# To do:
A. Answer these questions about the post:
(i) What environment does the equation come from?
(ii) In what form does the poster want the equation?
(iii) What does $e$ stand for in the equation?
B. Rewrite the part of the post that opens with the words containing "This comes from" and closes with "little bit confusing).", with "physics" changed to "chemistry".

┌─ Source

This comes from physics environment. Would anyone be able to help me alternate this equation in order to find the $x$?
I need to have this equation in the form of $x = \text{...something}$. $$ A = \frac{B}{C} - \Bigg( \frac{B}{C} - \frac{B}{D} \Bigg)e^{- \frac{BF}{X}} $$ Please note: $e$ is an Euler's number here, and this is $e$ to the power of minus $\frac{BF}{X}$ (looks little bit confusing).

└─
┌─ Data lines

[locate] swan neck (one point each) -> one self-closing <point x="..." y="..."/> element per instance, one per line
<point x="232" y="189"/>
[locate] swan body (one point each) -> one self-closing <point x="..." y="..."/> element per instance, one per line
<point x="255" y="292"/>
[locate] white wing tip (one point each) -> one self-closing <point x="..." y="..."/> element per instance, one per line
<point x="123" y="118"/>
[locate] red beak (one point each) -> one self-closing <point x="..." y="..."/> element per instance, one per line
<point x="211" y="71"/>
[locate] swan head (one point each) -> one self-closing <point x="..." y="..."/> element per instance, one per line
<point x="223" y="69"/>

└─
┌─ Data lines

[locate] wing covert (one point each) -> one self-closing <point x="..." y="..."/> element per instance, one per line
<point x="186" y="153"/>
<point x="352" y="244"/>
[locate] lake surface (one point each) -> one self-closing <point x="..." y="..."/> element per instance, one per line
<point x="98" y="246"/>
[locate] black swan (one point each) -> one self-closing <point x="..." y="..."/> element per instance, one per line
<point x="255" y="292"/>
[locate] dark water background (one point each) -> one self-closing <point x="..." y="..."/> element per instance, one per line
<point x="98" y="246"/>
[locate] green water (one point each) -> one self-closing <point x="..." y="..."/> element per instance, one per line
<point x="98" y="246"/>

└─
┌─ Data lines

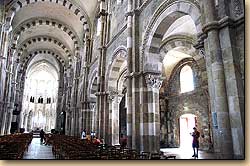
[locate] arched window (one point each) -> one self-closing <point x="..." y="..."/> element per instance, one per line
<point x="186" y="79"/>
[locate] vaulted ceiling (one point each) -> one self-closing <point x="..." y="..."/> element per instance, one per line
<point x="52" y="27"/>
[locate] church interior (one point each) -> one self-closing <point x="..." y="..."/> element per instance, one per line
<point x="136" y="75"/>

└─

# Results of the exercise:
A.
(i) Physics.
(ii) In the form $x = \text{...something}$.
(iii) Euler's number.

B.
This comes from chemistry environment. Would anyone be able to help me alternate this equation in order to find the $x$?
I need to have this equation in the form of $x = \text{...something}$. $$ A = \frac{B}{C} - \Bigg( \frac{B}{C} - \frac{B}{D} \Bigg)e^{- \frac{BF}{X}} $$ Please note: $e$ is an Euler's number here, and this is $e$ to the power of minus $\frac{BF}{X}$ (looks little bit confusing).